| Work required |
Pull out each line in the material below that contains the word "black", and copy it word for word.

(Dataset excerpt)
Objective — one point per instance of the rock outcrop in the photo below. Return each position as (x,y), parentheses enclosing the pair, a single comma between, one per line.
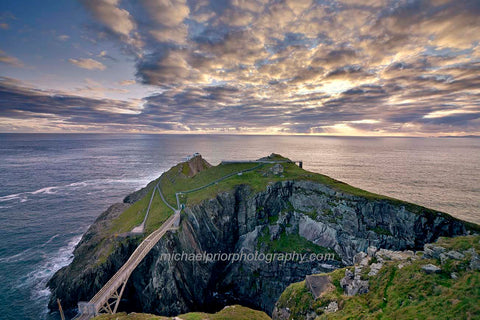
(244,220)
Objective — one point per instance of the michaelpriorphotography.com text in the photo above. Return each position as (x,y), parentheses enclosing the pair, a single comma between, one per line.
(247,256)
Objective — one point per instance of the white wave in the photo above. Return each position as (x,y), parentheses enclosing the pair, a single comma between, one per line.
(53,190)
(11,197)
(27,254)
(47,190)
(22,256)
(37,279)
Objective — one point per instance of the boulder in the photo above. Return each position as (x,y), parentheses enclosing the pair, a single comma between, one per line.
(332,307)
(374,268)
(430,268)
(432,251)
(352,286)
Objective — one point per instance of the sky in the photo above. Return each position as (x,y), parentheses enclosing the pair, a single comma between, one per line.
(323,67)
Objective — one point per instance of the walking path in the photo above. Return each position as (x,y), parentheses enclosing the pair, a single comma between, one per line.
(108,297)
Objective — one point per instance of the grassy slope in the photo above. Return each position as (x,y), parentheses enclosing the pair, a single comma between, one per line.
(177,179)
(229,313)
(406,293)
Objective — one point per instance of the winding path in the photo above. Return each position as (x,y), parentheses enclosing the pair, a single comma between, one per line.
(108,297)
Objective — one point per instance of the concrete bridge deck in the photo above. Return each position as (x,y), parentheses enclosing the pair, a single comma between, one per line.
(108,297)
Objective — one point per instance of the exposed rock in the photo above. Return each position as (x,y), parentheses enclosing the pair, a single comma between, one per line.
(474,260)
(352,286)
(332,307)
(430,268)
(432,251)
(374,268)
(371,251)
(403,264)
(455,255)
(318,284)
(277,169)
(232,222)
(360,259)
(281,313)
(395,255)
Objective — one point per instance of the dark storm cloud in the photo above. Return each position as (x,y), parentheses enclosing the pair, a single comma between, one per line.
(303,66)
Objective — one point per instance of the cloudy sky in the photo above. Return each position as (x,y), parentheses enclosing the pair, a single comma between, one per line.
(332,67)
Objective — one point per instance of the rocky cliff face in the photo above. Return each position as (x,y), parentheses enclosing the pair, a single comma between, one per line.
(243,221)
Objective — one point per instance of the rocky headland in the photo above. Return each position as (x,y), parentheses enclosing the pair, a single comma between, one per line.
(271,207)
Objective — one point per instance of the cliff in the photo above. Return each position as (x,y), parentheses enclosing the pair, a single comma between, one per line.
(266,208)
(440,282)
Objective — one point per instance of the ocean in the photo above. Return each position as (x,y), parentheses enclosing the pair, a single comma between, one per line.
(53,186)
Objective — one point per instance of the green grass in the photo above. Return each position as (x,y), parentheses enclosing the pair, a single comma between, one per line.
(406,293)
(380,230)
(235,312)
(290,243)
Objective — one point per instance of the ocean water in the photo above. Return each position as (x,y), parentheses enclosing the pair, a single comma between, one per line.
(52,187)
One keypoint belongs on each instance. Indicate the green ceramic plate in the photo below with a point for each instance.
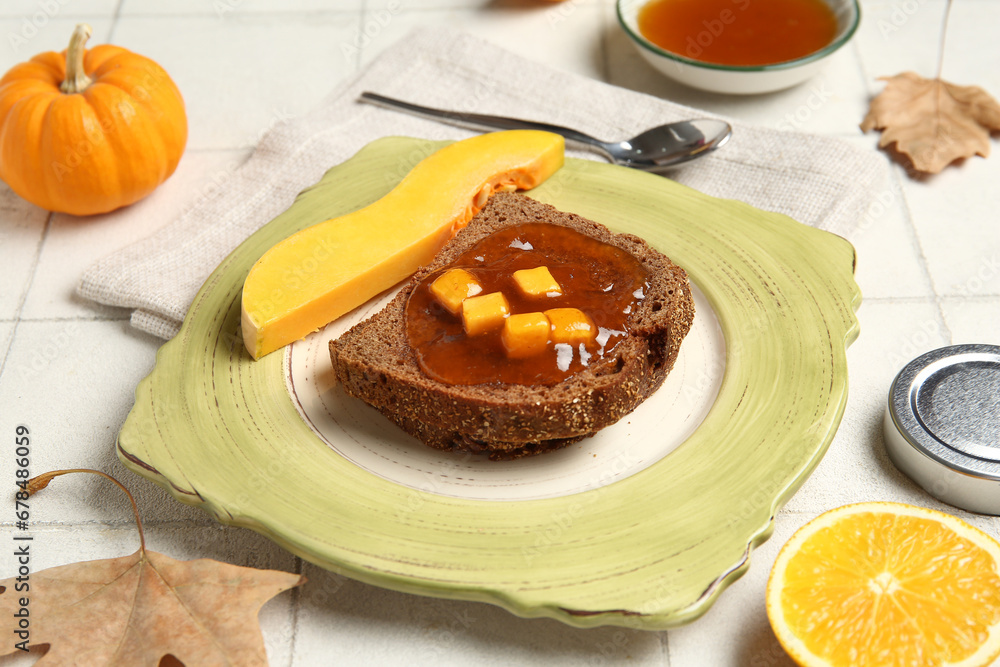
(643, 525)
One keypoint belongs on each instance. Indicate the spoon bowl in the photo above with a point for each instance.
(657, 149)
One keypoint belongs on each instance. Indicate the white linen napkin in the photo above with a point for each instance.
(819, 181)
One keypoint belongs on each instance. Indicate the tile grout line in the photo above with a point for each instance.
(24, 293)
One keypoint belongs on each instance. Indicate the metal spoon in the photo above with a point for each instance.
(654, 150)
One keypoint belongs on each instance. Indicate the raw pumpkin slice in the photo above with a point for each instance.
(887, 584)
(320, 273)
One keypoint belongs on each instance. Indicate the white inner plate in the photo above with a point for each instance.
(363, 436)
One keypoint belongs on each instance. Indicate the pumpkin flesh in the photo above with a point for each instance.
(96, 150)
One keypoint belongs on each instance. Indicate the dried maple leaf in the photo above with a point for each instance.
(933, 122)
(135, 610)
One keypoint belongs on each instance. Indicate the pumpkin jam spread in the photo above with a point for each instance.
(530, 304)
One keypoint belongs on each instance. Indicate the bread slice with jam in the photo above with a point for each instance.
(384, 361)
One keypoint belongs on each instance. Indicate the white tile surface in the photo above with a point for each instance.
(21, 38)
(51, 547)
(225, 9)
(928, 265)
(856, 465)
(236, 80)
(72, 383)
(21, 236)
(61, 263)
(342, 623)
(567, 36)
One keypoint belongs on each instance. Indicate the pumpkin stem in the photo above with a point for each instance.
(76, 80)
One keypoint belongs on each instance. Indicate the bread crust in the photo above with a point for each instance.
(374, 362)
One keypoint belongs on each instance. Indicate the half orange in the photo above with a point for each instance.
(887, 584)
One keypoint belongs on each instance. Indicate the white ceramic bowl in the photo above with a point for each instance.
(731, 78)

...

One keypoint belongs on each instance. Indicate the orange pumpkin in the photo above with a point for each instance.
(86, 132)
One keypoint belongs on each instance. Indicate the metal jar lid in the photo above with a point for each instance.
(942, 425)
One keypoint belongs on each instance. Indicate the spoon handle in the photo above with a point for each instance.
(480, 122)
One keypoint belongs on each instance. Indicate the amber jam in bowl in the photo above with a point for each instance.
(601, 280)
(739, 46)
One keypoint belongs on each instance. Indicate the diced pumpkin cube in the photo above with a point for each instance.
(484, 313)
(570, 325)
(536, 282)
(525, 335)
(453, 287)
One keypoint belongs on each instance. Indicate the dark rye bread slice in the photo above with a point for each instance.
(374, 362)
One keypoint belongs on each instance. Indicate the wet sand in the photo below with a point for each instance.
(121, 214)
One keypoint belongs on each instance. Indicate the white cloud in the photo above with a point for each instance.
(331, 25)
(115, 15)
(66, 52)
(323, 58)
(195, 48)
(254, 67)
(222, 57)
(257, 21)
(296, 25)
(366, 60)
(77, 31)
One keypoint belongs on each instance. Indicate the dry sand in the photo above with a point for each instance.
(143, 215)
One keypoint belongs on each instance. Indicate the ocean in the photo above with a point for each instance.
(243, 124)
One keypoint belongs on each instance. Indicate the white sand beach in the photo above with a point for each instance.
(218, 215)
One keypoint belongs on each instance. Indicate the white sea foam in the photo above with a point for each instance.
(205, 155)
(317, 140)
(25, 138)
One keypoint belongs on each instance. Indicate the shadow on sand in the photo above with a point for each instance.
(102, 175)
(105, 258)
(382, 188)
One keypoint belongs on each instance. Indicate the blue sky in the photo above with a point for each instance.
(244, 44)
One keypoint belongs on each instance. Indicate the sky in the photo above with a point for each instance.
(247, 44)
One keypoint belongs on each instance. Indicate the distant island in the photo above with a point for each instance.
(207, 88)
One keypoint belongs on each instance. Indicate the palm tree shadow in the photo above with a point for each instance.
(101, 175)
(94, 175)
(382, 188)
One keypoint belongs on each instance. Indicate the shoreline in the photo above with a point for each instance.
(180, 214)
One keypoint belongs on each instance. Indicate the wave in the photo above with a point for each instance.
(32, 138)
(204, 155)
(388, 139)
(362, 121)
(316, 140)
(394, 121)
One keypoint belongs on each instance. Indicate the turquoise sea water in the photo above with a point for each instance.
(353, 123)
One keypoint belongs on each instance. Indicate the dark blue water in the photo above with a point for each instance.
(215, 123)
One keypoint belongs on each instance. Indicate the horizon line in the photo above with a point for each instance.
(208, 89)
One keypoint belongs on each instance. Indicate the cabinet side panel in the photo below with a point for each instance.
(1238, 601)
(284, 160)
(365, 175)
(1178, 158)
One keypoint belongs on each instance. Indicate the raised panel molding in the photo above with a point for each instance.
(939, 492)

---

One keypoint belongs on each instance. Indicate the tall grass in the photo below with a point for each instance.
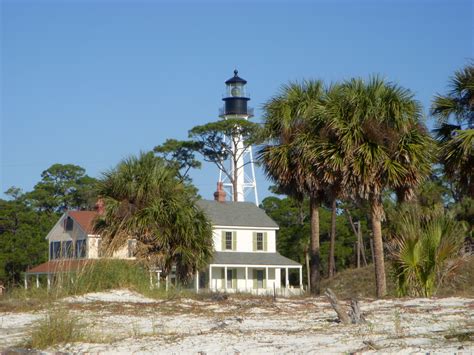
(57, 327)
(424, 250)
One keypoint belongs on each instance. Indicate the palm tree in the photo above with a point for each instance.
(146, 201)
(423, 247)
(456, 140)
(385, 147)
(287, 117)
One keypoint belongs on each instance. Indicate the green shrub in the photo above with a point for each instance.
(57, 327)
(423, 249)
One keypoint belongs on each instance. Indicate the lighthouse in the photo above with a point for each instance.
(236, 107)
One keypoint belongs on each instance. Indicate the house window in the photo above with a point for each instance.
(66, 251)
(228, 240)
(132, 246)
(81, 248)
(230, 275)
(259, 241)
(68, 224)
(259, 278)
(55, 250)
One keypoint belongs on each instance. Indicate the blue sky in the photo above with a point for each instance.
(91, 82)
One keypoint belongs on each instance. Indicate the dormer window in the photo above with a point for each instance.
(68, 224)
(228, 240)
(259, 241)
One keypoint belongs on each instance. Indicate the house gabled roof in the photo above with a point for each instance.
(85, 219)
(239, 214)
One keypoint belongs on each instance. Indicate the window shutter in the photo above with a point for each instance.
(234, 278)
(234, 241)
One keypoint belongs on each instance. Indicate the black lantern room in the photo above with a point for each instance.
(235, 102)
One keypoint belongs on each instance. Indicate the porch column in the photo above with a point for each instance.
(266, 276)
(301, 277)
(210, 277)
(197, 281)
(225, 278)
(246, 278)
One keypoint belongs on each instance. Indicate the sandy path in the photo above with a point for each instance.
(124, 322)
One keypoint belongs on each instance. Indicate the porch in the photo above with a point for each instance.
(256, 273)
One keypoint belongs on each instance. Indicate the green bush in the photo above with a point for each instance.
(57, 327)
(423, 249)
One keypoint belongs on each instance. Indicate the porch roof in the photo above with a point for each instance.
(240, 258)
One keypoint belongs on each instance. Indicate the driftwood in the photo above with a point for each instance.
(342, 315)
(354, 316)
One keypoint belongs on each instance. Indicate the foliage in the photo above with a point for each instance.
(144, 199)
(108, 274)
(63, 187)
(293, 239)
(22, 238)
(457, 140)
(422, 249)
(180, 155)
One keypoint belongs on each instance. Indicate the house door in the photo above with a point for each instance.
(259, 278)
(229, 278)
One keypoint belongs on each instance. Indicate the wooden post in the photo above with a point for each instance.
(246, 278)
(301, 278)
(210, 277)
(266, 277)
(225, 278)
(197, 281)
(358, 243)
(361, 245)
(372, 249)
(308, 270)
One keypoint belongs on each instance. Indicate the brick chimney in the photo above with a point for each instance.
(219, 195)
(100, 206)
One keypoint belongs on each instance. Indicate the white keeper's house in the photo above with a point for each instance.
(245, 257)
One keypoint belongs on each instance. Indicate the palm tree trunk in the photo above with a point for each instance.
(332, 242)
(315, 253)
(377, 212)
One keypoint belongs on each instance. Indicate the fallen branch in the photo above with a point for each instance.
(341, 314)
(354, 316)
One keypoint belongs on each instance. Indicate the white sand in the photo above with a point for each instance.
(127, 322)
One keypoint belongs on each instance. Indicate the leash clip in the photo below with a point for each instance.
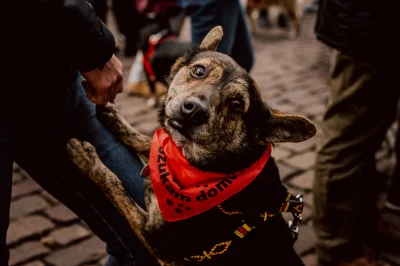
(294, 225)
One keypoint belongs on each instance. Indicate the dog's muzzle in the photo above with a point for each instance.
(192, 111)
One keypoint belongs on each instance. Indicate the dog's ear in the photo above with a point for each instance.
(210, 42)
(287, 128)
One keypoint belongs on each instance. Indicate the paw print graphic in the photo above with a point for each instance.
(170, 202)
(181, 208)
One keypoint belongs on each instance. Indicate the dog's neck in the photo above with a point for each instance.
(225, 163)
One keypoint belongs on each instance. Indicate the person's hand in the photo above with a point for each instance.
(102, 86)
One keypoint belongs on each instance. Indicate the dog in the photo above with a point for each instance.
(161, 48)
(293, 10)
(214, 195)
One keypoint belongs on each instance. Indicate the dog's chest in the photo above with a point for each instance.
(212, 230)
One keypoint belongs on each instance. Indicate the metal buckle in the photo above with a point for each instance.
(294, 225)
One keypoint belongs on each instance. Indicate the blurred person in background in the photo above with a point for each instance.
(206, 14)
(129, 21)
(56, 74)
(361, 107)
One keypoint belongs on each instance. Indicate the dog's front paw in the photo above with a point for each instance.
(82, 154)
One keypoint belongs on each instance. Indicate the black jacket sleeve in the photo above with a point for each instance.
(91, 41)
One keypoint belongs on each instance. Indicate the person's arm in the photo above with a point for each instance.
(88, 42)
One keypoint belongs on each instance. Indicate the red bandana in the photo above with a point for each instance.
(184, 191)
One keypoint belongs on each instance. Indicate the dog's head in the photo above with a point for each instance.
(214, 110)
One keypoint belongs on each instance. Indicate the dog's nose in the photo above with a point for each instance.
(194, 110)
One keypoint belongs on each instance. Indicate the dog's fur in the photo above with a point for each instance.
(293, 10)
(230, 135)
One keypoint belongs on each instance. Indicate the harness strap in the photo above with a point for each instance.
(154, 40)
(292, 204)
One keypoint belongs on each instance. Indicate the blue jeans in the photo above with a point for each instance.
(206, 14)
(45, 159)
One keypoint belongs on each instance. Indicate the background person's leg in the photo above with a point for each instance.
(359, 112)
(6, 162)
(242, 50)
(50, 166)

| Task result |
One keypoint belongs on each instance. Indicate the black lantern room in the photo above with a point for each instance.
One keypoint belongs on each instance. Indicate the black jacket sleeve in the photo above with a point for each instance.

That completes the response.